*** Opening Records for the task ***
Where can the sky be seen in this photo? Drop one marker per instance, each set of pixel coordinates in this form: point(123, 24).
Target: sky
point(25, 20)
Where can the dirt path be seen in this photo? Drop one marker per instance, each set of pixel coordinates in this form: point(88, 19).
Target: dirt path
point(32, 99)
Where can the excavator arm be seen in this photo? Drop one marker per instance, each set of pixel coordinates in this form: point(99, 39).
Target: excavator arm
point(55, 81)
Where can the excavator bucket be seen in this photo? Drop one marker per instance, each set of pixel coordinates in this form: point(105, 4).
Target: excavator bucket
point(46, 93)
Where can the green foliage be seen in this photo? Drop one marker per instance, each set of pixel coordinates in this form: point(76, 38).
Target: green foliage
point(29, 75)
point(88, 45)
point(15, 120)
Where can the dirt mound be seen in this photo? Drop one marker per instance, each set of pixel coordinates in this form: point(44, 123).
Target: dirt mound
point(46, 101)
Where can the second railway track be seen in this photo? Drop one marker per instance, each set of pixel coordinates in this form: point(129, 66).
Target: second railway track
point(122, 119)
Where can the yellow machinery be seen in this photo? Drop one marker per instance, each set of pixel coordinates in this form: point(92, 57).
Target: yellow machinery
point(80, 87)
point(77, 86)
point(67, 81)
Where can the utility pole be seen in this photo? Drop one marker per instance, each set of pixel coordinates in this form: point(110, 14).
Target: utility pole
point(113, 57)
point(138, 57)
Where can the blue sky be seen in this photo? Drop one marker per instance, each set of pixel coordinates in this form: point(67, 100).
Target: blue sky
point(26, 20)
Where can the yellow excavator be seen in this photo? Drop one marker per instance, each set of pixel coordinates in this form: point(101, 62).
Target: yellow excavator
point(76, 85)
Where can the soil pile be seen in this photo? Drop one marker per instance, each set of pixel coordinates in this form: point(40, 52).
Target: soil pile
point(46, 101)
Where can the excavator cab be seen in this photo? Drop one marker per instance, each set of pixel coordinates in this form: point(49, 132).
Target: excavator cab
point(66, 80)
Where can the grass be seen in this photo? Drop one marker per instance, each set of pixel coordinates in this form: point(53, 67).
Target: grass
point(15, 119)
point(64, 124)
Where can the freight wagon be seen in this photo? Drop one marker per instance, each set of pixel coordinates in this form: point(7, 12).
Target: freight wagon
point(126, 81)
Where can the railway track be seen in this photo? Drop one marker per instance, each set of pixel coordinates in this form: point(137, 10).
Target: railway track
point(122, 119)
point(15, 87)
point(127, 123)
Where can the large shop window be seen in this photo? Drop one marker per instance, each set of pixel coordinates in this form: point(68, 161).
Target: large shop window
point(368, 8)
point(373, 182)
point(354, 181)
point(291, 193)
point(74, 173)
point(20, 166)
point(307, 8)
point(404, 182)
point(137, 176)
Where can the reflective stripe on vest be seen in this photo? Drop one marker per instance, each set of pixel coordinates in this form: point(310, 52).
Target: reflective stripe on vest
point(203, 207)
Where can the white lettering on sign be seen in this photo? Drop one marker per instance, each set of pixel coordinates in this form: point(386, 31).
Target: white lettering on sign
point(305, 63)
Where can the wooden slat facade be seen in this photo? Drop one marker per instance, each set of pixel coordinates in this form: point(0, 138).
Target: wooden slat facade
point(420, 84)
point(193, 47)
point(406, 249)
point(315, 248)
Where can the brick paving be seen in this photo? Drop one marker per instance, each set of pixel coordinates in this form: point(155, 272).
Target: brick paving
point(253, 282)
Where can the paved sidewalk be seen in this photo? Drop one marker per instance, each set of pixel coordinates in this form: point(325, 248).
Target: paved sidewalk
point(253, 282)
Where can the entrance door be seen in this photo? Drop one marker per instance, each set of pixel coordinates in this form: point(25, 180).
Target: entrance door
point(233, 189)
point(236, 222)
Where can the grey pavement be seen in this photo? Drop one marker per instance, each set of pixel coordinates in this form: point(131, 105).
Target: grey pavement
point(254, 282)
*** Closing Records for the task ***
*** Opening Records for the task ***
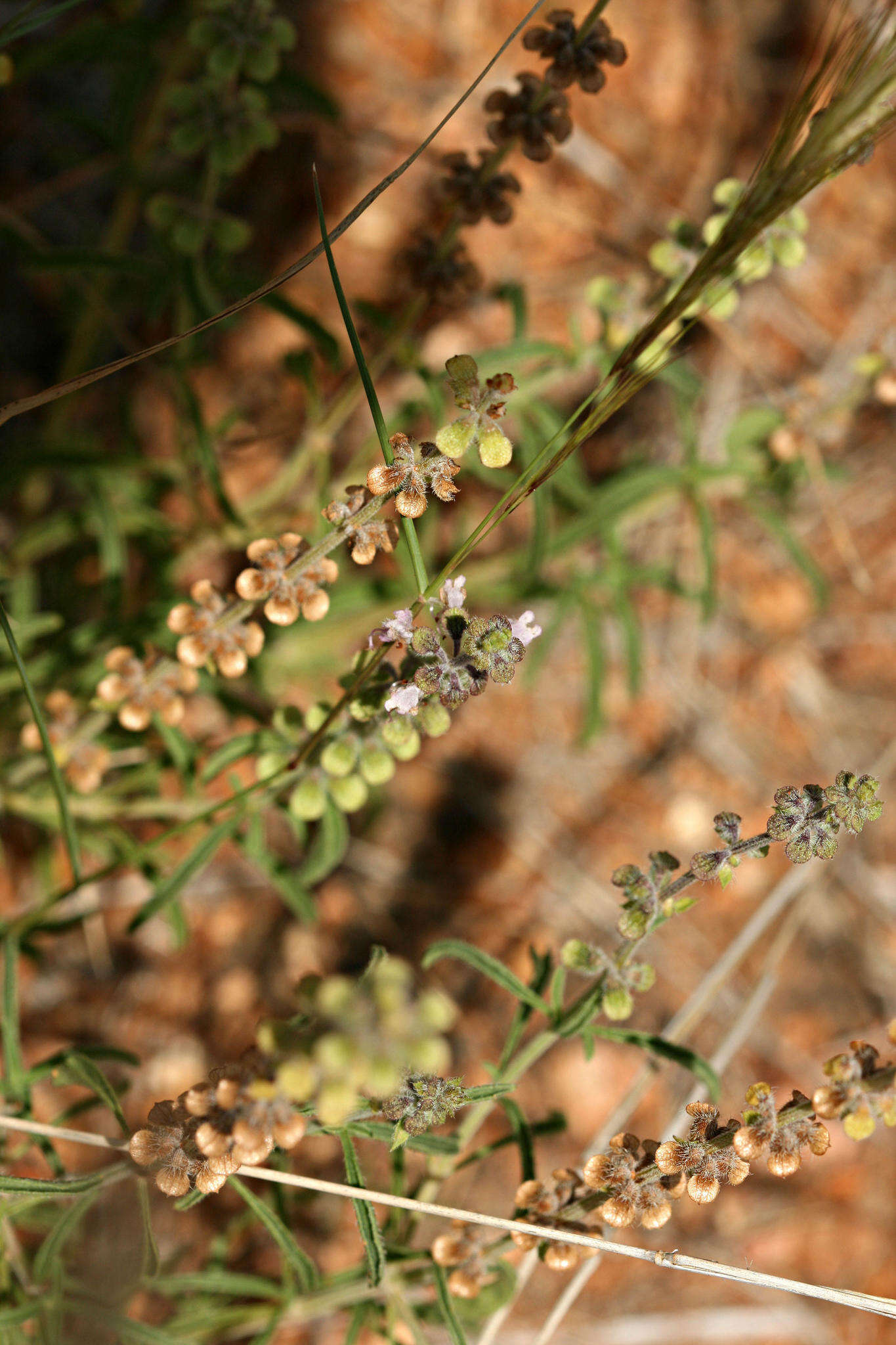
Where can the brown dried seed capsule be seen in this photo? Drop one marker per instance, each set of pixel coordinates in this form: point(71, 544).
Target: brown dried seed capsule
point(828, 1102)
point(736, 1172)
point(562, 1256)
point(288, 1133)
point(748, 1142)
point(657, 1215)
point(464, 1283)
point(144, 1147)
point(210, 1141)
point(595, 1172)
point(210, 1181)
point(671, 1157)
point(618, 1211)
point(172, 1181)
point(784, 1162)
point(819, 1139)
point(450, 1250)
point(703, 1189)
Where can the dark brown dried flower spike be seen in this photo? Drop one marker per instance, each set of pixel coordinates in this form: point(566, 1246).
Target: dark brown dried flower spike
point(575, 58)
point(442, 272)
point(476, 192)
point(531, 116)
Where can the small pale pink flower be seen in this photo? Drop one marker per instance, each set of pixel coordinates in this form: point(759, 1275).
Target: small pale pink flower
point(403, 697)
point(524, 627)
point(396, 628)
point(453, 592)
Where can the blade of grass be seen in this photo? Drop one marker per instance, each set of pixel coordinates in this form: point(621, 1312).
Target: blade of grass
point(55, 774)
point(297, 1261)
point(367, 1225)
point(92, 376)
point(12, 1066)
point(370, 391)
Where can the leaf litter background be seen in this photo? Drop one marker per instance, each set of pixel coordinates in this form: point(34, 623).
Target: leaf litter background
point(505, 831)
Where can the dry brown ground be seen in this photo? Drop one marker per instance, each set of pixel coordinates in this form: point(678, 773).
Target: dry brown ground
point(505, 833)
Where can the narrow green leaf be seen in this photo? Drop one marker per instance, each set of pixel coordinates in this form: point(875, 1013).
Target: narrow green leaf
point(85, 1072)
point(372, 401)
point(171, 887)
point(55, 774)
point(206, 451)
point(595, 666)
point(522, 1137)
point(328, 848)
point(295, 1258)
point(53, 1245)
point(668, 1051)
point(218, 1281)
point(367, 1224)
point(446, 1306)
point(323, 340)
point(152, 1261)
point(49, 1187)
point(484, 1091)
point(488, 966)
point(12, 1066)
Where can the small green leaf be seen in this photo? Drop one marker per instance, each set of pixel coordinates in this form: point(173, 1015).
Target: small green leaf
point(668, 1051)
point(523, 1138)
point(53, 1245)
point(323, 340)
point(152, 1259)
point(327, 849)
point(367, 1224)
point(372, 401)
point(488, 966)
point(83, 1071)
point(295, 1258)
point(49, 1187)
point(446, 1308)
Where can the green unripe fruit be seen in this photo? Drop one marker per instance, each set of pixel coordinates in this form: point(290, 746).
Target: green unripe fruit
*** Closing Records for the task ***
*** Opening Records for the task ***
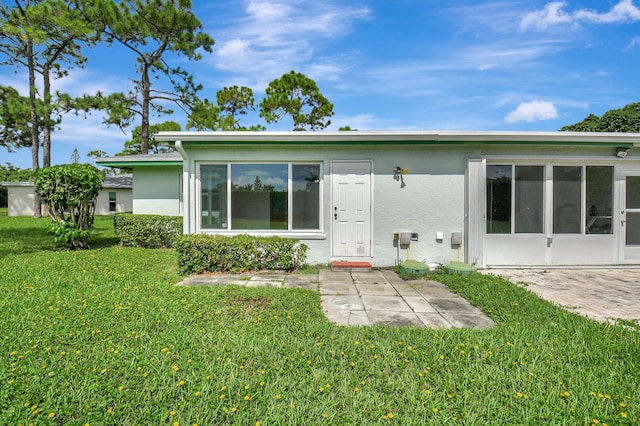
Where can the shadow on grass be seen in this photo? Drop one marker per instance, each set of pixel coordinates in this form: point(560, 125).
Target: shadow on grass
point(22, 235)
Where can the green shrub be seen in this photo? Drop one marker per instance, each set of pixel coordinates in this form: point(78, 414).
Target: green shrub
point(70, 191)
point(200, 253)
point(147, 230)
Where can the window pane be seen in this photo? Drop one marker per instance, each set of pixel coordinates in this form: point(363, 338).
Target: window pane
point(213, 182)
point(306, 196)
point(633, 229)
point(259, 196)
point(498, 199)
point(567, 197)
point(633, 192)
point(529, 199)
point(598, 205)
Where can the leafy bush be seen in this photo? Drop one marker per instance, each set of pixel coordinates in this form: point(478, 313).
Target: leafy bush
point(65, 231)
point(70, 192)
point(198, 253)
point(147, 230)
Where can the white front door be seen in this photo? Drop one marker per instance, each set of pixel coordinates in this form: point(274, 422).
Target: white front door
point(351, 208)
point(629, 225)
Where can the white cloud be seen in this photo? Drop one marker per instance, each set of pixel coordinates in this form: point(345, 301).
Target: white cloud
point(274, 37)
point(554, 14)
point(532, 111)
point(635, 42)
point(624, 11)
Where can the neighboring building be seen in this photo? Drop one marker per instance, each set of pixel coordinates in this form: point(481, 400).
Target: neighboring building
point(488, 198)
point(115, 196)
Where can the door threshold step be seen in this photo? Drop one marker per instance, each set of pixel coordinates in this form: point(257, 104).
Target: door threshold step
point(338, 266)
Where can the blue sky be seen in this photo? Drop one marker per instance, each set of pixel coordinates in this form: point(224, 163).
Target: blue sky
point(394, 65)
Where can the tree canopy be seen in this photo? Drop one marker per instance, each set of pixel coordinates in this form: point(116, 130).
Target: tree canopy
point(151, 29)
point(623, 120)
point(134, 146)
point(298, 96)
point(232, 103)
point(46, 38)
*** Closing Records for the task ***
Above are the entries. Copy exactly the part that opens with the line containing "Where can the window" and closes with the line containing "Where can the neighboring", and no more.

Where can the window pane be seen in this photo? Drop one marker per instance, each set of pixel coordinates in this form: point(363, 338).
Target: window pane
point(213, 182)
point(306, 196)
point(633, 229)
point(259, 196)
point(498, 199)
point(567, 197)
point(633, 192)
point(529, 199)
point(598, 205)
Where can the leafy bush be seen in this photo? Drop one marker per instance, each set of pixel coordinates in this form: point(478, 313).
Target: leafy bush
point(65, 231)
point(70, 192)
point(198, 253)
point(147, 230)
Where can the white front door be seen in this photo? Drop one marker per instance, each set of pixel coordinates in this form: point(274, 422).
Target: white front door
point(351, 208)
point(629, 225)
Where can the white cloud be seen in this photo? Drop one marker per instance, each set of pixel coordinates in this form: point(345, 301).
Target: white cloud
point(274, 37)
point(554, 14)
point(532, 111)
point(635, 42)
point(624, 11)
Where can the neighboring building be seen in this photo? Drop one marker per instance, each set of pixel coordinates in this form: point(481, 400).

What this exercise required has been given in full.